=== EXERCISE BRIEF ===
Count the lines in the listing below that contain the string "this", and state only that number.

(Stored data entries)
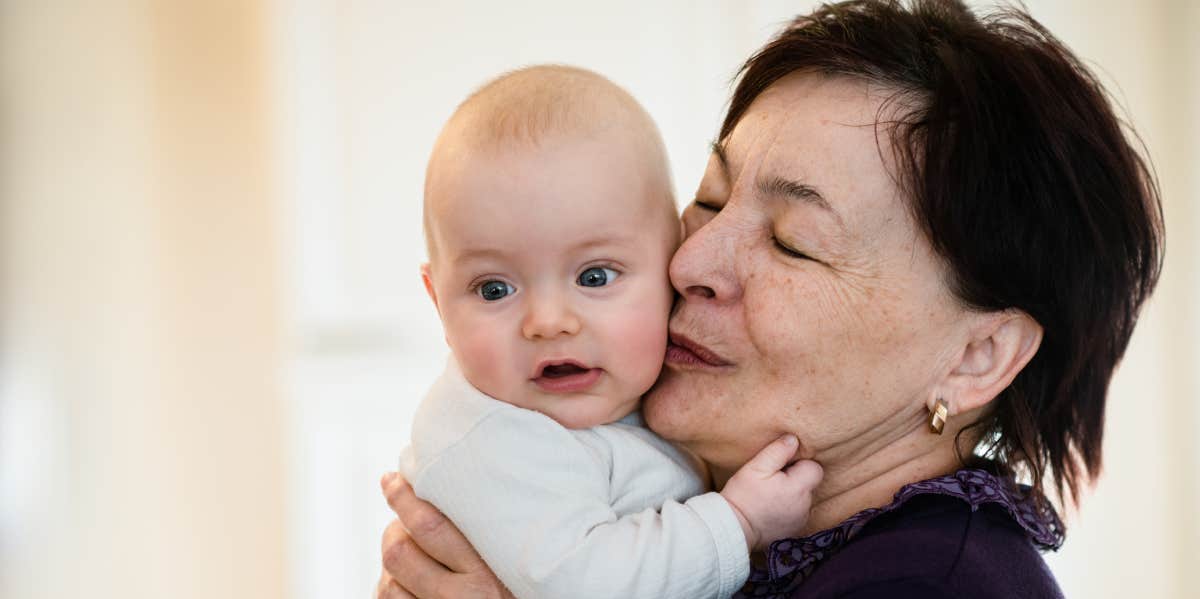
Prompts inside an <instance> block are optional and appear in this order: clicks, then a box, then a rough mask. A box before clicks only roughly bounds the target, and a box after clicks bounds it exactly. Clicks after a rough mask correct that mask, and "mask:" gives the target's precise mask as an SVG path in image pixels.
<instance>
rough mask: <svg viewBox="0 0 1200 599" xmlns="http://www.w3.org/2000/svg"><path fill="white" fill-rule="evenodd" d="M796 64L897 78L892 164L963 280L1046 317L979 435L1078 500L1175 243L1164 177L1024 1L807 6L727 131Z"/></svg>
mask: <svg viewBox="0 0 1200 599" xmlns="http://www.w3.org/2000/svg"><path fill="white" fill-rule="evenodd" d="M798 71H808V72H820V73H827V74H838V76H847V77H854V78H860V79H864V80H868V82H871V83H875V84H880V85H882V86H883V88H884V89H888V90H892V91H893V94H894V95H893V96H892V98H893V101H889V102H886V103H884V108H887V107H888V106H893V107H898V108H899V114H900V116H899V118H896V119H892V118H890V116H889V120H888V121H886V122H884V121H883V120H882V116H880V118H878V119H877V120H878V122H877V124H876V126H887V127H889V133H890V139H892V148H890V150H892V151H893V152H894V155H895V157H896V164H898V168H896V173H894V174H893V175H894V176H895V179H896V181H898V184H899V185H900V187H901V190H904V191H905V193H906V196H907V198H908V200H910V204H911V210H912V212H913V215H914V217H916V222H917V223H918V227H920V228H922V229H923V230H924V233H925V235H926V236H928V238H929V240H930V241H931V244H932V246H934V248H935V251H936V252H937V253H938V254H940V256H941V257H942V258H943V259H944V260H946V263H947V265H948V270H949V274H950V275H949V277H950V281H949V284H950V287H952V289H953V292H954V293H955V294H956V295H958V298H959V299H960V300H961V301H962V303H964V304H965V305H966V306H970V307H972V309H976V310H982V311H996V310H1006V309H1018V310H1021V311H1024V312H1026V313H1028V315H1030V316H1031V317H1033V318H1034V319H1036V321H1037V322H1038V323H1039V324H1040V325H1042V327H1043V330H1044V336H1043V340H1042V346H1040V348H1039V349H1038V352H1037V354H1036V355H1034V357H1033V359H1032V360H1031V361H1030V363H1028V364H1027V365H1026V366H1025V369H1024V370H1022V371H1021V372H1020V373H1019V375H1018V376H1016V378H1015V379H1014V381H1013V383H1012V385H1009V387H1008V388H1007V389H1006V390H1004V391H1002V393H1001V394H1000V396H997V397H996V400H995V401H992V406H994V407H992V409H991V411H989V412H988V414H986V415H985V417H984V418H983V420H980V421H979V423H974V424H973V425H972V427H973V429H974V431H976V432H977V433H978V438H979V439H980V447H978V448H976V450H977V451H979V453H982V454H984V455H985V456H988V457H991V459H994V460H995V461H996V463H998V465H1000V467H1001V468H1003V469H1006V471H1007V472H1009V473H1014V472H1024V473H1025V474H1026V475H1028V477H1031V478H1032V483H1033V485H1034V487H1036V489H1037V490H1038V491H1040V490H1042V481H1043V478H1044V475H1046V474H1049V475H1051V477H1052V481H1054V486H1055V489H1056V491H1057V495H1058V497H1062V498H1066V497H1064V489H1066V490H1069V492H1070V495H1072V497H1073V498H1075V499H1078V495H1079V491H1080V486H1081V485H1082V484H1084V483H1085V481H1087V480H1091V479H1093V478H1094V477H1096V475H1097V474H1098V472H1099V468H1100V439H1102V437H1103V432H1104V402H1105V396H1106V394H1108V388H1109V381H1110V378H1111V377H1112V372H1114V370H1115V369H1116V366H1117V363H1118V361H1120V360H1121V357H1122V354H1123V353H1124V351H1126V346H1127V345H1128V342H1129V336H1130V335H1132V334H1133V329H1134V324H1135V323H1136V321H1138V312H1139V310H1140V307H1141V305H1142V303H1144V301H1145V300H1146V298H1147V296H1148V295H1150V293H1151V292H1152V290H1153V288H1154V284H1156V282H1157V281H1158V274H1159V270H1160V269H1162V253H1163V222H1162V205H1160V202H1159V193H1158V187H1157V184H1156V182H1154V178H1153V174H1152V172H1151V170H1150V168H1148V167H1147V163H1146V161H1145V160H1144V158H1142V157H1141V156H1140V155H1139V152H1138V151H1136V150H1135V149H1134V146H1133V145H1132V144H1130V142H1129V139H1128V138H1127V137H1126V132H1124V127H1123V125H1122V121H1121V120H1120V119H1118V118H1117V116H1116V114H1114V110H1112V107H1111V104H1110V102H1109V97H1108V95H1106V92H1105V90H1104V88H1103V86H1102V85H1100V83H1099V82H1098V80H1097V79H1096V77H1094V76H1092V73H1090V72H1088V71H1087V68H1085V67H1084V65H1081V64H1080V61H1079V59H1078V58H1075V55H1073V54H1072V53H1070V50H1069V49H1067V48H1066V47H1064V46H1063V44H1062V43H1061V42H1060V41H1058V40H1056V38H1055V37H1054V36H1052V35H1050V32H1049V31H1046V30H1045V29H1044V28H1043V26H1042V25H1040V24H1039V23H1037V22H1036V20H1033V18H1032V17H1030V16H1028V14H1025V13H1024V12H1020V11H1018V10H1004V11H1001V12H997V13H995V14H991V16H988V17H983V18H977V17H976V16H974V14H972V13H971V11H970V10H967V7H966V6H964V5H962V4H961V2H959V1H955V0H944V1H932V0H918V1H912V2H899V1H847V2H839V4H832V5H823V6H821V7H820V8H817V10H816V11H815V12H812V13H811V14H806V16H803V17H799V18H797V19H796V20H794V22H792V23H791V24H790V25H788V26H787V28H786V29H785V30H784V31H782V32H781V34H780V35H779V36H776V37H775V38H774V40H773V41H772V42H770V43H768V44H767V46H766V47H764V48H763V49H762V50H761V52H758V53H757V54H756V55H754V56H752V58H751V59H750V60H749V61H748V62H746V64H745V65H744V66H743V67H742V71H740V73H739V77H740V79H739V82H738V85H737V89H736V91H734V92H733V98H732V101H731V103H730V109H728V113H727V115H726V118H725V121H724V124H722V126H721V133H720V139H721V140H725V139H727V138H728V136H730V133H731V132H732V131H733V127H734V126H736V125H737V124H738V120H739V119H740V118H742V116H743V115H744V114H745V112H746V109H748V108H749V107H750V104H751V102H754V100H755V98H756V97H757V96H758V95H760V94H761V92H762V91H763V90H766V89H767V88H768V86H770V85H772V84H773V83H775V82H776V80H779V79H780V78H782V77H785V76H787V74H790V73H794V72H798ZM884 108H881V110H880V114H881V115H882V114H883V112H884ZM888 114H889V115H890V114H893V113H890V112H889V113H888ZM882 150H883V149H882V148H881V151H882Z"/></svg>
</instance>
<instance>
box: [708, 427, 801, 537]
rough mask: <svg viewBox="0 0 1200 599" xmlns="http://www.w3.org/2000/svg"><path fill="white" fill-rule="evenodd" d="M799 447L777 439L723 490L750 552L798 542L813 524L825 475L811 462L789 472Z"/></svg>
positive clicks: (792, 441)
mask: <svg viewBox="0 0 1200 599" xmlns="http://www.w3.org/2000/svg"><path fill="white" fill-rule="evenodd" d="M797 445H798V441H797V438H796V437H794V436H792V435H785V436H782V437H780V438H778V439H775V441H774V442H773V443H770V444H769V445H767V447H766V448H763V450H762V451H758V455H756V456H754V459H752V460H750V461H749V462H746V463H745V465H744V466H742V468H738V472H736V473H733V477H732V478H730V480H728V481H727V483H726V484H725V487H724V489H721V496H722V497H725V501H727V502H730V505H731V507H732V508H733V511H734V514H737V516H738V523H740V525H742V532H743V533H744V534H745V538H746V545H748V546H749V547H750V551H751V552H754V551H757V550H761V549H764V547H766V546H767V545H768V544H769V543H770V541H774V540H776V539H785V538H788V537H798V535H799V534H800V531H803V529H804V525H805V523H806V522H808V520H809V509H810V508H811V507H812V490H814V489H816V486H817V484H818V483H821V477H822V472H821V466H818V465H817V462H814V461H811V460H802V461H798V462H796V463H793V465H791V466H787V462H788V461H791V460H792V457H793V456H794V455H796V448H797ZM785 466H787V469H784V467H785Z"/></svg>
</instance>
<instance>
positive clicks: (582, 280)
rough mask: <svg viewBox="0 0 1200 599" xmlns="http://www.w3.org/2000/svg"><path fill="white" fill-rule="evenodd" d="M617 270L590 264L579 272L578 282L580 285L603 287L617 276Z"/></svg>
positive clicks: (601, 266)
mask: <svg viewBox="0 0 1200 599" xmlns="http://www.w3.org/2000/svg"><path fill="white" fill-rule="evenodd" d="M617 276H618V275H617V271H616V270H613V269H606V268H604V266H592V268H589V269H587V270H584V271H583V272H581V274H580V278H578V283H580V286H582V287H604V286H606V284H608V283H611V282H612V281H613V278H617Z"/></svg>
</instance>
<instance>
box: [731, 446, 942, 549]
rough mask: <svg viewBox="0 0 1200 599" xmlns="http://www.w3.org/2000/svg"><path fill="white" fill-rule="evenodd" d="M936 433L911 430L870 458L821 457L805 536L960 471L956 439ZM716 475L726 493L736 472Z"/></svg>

==

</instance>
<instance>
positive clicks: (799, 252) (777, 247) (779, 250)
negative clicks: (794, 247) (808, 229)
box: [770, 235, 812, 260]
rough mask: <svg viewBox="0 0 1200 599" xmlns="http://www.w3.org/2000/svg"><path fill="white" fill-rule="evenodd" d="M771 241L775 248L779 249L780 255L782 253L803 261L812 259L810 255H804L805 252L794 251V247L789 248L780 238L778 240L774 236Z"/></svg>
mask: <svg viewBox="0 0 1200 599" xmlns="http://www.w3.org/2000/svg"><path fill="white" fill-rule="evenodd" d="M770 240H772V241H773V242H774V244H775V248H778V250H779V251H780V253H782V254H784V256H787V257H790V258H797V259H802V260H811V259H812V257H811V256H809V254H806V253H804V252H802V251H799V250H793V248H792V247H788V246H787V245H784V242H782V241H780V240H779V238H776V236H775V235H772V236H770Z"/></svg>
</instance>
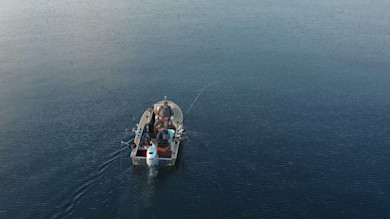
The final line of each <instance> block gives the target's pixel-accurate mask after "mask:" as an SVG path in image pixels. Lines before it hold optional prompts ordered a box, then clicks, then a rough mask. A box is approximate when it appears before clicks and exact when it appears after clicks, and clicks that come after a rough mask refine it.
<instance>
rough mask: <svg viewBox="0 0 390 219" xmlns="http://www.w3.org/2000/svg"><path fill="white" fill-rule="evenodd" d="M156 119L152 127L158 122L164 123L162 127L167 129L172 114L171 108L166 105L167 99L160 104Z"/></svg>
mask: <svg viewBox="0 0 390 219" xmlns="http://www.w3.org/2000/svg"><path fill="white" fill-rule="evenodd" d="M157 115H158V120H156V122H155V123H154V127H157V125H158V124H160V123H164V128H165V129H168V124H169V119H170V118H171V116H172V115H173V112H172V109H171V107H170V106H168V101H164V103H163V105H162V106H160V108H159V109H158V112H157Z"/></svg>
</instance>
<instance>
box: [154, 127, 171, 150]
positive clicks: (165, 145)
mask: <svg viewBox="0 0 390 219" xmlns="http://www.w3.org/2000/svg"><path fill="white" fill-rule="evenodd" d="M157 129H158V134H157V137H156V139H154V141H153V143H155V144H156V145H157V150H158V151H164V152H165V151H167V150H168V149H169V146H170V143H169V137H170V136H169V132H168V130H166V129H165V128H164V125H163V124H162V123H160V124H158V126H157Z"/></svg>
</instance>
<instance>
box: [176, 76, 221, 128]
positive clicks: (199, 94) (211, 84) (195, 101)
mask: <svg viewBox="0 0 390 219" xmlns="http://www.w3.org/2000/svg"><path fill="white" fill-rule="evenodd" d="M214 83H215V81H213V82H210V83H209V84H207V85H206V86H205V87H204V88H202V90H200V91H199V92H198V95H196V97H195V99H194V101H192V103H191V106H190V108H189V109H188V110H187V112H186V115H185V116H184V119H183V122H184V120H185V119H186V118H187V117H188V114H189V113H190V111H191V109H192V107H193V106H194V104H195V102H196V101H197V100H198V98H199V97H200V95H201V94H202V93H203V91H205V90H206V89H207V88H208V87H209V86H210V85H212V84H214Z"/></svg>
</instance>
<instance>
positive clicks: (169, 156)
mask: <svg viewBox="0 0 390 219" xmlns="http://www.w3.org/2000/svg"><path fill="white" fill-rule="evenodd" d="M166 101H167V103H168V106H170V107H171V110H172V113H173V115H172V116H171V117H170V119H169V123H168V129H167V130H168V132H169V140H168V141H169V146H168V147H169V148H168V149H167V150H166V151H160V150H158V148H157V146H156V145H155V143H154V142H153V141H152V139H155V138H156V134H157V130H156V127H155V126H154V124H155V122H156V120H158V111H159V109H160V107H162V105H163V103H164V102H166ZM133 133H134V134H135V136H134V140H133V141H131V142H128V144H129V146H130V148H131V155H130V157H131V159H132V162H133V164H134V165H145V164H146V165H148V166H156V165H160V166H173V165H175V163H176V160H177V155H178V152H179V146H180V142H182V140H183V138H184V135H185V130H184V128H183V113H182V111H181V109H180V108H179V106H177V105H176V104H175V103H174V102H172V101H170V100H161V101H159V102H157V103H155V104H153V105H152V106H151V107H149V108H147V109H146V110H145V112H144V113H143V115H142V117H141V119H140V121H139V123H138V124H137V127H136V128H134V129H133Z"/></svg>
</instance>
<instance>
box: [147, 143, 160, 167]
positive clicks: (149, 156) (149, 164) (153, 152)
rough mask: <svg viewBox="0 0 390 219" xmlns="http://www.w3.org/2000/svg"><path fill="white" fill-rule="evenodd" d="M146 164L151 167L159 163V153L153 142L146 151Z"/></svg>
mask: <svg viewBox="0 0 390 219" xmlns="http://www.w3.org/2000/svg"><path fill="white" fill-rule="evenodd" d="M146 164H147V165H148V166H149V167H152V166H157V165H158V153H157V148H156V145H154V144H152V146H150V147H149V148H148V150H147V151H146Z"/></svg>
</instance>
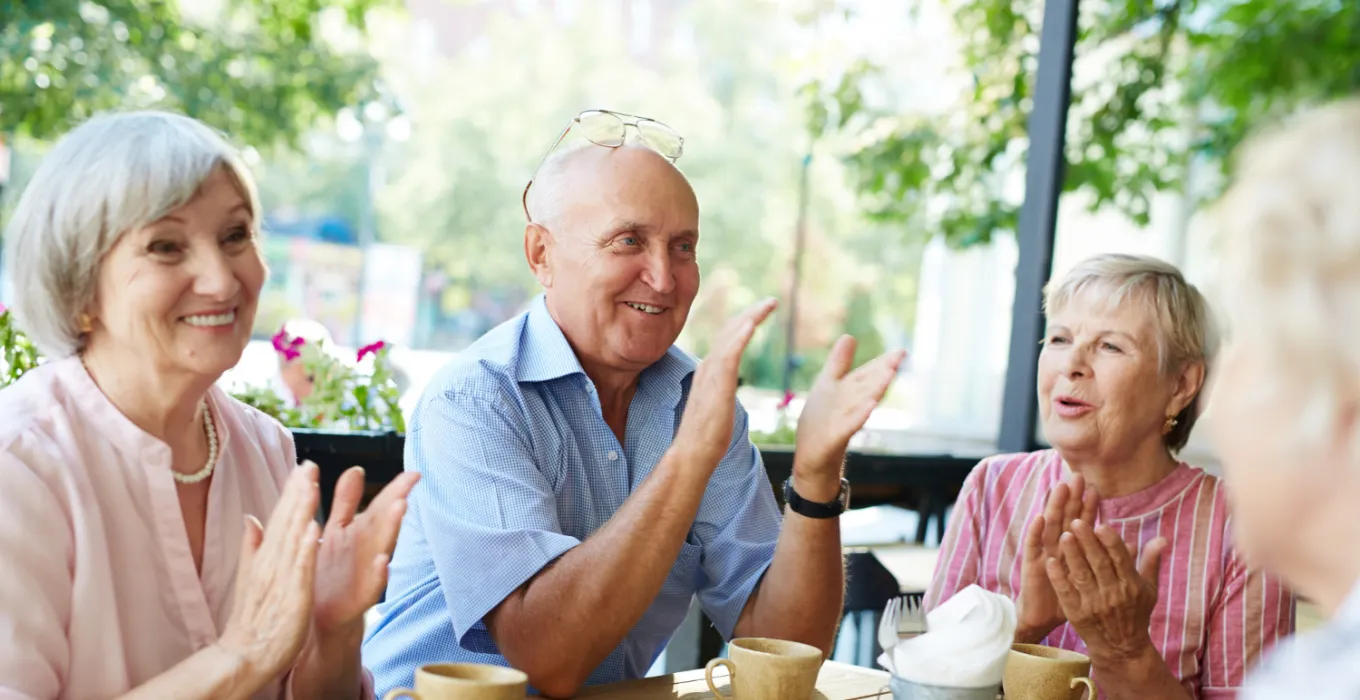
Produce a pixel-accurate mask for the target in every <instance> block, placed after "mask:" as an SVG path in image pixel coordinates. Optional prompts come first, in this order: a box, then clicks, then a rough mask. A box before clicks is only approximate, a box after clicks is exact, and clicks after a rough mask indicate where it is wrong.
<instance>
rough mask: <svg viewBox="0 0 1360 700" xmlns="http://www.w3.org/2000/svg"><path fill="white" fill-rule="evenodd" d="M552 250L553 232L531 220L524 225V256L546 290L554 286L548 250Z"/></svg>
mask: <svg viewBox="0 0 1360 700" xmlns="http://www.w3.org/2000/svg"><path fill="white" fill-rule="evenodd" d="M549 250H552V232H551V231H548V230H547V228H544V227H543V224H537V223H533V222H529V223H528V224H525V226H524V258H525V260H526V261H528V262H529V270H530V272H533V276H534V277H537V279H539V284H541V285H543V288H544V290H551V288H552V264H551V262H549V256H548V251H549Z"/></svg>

=== FINISHED TASK ===
2